## EXERCISE PROMPT
Please show every line in the listing below that contains the word "shirt", copying each one unchanged.

┄┄┄┄┄┄┄┄┄┄┄┄┄┄┄┄┄┄┄┄

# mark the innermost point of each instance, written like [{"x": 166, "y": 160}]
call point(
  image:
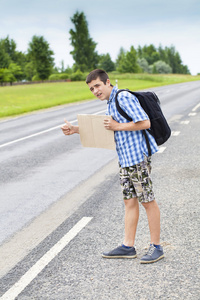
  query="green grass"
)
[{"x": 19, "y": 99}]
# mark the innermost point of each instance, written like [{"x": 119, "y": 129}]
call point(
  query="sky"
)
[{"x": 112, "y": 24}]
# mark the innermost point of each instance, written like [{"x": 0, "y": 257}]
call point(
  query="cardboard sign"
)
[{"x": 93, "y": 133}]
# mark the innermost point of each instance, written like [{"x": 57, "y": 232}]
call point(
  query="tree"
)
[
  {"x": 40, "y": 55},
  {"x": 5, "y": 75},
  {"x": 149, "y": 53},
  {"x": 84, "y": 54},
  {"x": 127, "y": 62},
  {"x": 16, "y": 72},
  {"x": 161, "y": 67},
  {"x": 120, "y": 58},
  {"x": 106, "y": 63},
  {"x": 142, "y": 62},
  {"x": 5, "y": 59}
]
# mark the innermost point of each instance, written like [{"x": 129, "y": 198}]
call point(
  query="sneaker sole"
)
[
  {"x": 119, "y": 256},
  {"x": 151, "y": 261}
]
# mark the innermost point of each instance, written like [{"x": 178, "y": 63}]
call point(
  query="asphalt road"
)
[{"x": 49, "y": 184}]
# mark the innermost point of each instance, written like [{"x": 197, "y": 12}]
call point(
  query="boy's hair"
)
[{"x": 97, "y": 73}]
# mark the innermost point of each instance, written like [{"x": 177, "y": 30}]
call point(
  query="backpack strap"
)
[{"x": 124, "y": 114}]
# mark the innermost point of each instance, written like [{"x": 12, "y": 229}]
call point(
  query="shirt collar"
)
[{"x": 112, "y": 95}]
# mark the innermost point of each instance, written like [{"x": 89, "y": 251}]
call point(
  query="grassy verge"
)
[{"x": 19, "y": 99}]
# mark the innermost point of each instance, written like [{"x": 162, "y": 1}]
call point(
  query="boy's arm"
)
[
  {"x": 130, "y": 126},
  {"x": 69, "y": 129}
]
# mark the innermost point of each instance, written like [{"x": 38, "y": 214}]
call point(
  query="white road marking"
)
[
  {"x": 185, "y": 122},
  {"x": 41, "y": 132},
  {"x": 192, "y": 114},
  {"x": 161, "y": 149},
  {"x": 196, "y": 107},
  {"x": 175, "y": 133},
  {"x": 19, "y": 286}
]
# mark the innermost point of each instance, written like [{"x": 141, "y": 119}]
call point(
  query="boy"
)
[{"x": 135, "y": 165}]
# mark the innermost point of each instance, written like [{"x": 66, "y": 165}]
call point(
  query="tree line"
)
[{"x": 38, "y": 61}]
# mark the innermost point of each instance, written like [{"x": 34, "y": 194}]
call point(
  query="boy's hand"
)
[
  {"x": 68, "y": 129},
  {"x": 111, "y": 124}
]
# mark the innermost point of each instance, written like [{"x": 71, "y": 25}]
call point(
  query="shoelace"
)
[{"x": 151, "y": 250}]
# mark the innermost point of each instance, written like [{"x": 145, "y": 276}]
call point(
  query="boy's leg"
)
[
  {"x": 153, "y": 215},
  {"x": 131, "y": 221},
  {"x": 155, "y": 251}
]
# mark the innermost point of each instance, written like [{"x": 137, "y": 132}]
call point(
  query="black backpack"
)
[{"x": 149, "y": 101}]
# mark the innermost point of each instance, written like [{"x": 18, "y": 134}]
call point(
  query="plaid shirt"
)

┄┄┄┄┄┄┄┄┄┄┄┄┄┄┄┄┄┄┄┄

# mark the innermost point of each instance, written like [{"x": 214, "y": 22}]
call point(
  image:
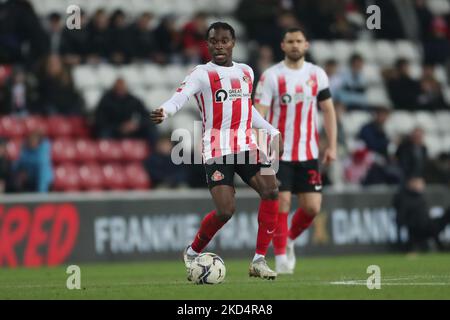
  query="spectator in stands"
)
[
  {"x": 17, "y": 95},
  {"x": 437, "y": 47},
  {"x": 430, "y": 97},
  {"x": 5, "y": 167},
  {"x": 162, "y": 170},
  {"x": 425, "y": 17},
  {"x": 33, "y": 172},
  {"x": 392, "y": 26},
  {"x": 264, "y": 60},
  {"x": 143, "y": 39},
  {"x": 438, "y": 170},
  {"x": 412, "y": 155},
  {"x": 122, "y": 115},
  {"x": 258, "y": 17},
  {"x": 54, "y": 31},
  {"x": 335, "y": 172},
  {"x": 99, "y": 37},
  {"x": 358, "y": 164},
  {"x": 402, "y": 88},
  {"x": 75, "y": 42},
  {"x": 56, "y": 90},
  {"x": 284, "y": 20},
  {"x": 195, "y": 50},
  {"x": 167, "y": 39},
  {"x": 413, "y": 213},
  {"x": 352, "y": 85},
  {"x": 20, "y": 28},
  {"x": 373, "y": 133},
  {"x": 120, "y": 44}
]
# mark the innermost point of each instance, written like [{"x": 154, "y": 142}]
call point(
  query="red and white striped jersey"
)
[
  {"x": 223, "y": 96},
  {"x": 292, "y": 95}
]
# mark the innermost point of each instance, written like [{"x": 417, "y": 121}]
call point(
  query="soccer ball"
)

┄┄┄┄┄┄┄┄┄┄┄┄┄┄┄┄┄┄┄┄

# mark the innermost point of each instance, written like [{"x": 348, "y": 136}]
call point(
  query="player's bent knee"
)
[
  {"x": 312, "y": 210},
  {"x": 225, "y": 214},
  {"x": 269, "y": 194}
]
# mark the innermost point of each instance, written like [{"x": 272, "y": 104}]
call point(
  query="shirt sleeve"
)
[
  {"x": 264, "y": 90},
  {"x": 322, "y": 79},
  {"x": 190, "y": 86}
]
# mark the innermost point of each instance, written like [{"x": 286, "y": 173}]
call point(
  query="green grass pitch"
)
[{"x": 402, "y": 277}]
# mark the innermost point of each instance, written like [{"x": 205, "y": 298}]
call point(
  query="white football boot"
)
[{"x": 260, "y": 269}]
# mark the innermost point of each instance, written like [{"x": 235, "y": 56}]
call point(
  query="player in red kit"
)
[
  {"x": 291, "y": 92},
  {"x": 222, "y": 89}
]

┄┄┄┄┄┄┄┄┄┄┄┄┄┄┄┄┄┄┄┄

## REPLY
  query="shirt collar"
  query="plaid shirt"
  query="shirt sleeve"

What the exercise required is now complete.